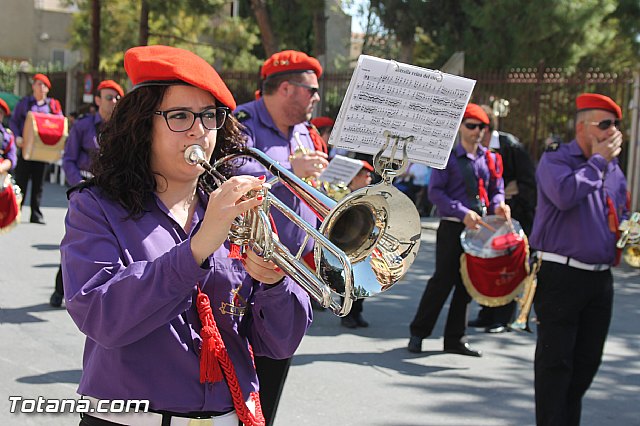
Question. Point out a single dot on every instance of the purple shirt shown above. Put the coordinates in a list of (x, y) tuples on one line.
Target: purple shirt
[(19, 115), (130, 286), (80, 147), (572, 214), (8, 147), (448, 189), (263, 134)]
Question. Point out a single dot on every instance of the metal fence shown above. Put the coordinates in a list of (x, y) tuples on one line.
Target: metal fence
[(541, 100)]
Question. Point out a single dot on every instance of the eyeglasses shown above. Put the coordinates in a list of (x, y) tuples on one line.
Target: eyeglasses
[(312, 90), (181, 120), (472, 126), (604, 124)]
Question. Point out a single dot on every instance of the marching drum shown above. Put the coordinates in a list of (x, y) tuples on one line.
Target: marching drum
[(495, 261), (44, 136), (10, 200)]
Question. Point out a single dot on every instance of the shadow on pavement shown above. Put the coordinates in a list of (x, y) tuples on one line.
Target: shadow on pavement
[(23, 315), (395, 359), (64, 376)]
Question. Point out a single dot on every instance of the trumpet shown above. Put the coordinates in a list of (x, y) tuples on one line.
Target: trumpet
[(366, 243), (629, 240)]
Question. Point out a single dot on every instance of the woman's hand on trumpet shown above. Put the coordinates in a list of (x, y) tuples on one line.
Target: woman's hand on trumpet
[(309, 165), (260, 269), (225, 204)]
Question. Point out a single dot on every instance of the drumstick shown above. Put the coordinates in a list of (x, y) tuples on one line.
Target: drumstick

▬▬▬▬▬▬▬▬▬▬

== WHAT YOU NEED TO DO ==
Retype each entry precisely. Skip images entirely.

== SOLVED EXERCISE ==
Question. Point out a single dot on every instance of the purple shirt shown above. Put the coordinates in a list of (x, y) tuples on one line.
Target: purple shirt
[(19, 115), (130, 286), (80, 147), (572, 214), (8, 147), (448, 189), (263, 134)]
Question. Point out a single dot on every instance of the metal fence shown above. Put the coordinates in a list of (x, y) tuples on one line.
Target: metal fence
[(541, 100)]
Question. Point out a single dot on every instance of the eyeglasses shown above. Put the coordinates in a list of (x, y) tuples on one line.
Target: eyeglasses
[(312, 90), (181, 120), (472, 126), (604, 124)]
Question. Point out a single dot on every instance of the marching drum shown above. Put the coordinates in a list of (x, y) tuples on one line.
Target: marching drum
[(495, 261), (44, 136), (10, 200)]
Question. Point out a single dot on every instance of the shadow on pavement shown above. Put the coordinates in a list of (x, y) tuples on one line.
Target: shadow on pavement
[(23, 315), (395, 359), (64, 376)]
Question. Point out a single dot on every instance of the trumpet shown above. Put the coordinates in a list of (x, y) tuples on one line.
Target: trumpet
[(366, 243), (629, 240)]
Question. Point out a single dot on every instance of the woman's hand on trumpet shown above. Put the coordinates in a list of (x, y) tuples on one line.
Target: woman's hand on trumpet
[(309, 165), (260, 269), (225, 204)]
Question. Point out a single dot on every instance of the drumstick shown above. Put the coordinates in a list of (x, y) tuples on one line.
Target: drumstick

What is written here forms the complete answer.